◆ Exercise ◆
Copy the passage about Harrison and rock climbing below word for word, from its first line to its last.

◆ Document passage ◆
##########

Harrison's interest in rock climbing resulted in his semi-autobiographical novel Climbers (1989), the first novel to receive the Boardman Tasker Prize for Mountain Literature. Harrison also ghost-wrote the autobiography of one of Britain's best rock climbers, Ron Fawcett (Fawcett on Rock, 1987, as by Mike Harrison). Harrison has repeatedly affirmed in print the importance of rock climbing for his writing as an attempt to grapple with reality and its implications, which he had largely neglected while writing fantasy. The difference in his approach pre- and post-Climbers, can be observed in the extreme stylistic differences between the first novel of the Viriconium sequence The Pastel City and the second, A Storm of Wings. Around the time of writing Climbers, he declared that he had abandoned science fiction forever.

Robert Macfarlane wrote an introduction to the 2013 reissue of Climbers. Writing about the book in The Guardian, he said: "...it is surely the best novel about rock-climbing ever written – though such a description drastically limits its achievement".

===1990s: The Course of the Heart, Signs of Life, and Gabriel King novels ===

Subsequent novels and short stories, such as The Course of the Heart (1991) and "Empty" (1993), were set between London and the Peak District. They have a lyrical style and a strong sense of place, and take their tension from characteristically conflicting veins of mysticism and realism.

##########

◆ Exercise data ◆

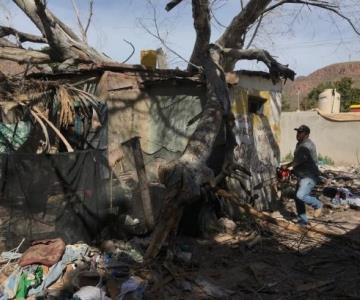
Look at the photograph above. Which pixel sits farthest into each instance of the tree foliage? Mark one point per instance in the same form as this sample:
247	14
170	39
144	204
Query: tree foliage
349	94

##########

◆ Your response ◆
Harrison's interest in rock climbing resulted in his semi-autobiographical novel Climbers (1989), the first novel to receive the Boardman Tasker Prize for Mountain Literature. Harrison also ghost-wrote the autobiography of one of Britain's best rock climbers, Ron Fawcett (Fawcett on Rock, 1987, as by Mike Harrison). Harrison has repeatedly affirmed in print the importance of rock climbing for his writing as an attempt to grapple with reality and its implications, which he had largely neglected while writing fantasy. The difference in his approach pre- and post-Climbers, can be observed in the extreme stylistic differences between the first novel of the Viriconium sequence The Pastel City and the second, A Storm of Wings. Around the time of writing Climbers, he declared that he had abandoned science fiction forever.

Robert Macfarlane wrote an introduction to the 2013 reissue of Climbers. Writing about the book in The Guardian, he said: "...it is surely the best novel about rock-climbing ever written – though such a description drastically limits its achievement".

===1990s: The Course of the Heart, Signs of Life, and Gabriel King novels ===

Subsequent novels and short stories, such as The Course of the Heart (1991) and "Empty" (1993), were set between London and the Peak District. They have a lyrical style and a strong sense of place, and take their tension from characteristically conflicting veins of mysticism and realism.